**Extract provided**
>>>
The backstory
Evaluating image generation models used to be incredibly difficult because qualitative differences—like typography adherence, spatial reasoning, and dynamic lighting—can't be easily captured by old automated metrics like FID or standard CLIP scores.
General 'Arena' platforms, where users blindly click which image they like better, are great for a vibe check, but they don't help practitioners understand why one model is better for a specific task. I wanted a platform that treated image generation like a rigorous science instead of an unpredictable art form.
What ImageBench.ai does
ImageBench is a streamlined, transparent benchmark platform. Instead of relying on legacy metrics or pure crowd preference, it utilizes advanced VLM-based judges (specifically Qwen 3 L and Qwen 122B) paired with human evaluations to methodically rate images.
Models are evaluated across extremely focused categories:
- Text Rendering
- Spatial Reasoning
- Human Realism
- Truthfulness
- Professional Studio
- Graphical Design
Users can explore a global leaderboard, compare two models side-by-side using the built-in Versus Mode, and deep dive into the underlying dataset using the platform's seamless interactive Hero Showcase, which instantly renders images directly off the edge without lag.
<<<
**Record excerpts**
>>>
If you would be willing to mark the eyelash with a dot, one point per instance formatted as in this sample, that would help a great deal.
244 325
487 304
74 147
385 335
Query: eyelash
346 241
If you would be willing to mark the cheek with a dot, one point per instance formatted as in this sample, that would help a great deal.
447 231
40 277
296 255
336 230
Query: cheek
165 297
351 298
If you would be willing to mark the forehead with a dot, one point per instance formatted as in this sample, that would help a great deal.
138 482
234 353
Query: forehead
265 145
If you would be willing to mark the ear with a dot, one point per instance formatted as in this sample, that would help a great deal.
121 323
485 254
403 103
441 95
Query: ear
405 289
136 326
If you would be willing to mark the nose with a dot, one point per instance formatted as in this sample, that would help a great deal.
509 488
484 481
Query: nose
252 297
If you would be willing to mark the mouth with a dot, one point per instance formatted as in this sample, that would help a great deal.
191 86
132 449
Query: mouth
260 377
<<<
**Requests**
1. Which categories does the ImageBench page say models are evaluated across? List every one.
2. Repeat word for word the part of the ImageBench page that opens with the words containing "The backstory" and closes with "methodically rate images.".

**Correct answers**
1.
- Text Rendering
- Spatial Reasoning
- Human Realism
- Truthfulness
- Professional Studio
- Graphical Design

2.
The backstory
Evaluating image generation models used to be incredibly difficult because qualitative differences—like typography adherence, spatial reasoning, and dynamic lighting—can't be easily captured by old automated metrics like FID or standard CLIP scores.
General 'Arena' platforms, where users blindly click which image they like better, are great for a vibe check, but they don't help practitioners understand why one model is better for a specific task. I wanted a platform that treated image generation like a rigorous science instead of an unpredictable art form.
What ImageBench.ai does
ImageBench is a streamlined, transparent benchmark platform. Instead of relying on legacy metrics or pure crowd preference, it utilizes advanced VLM-based judges (specifically Qwen 3 L and Qwen 122B) paired with human evaluations to methodically rate images.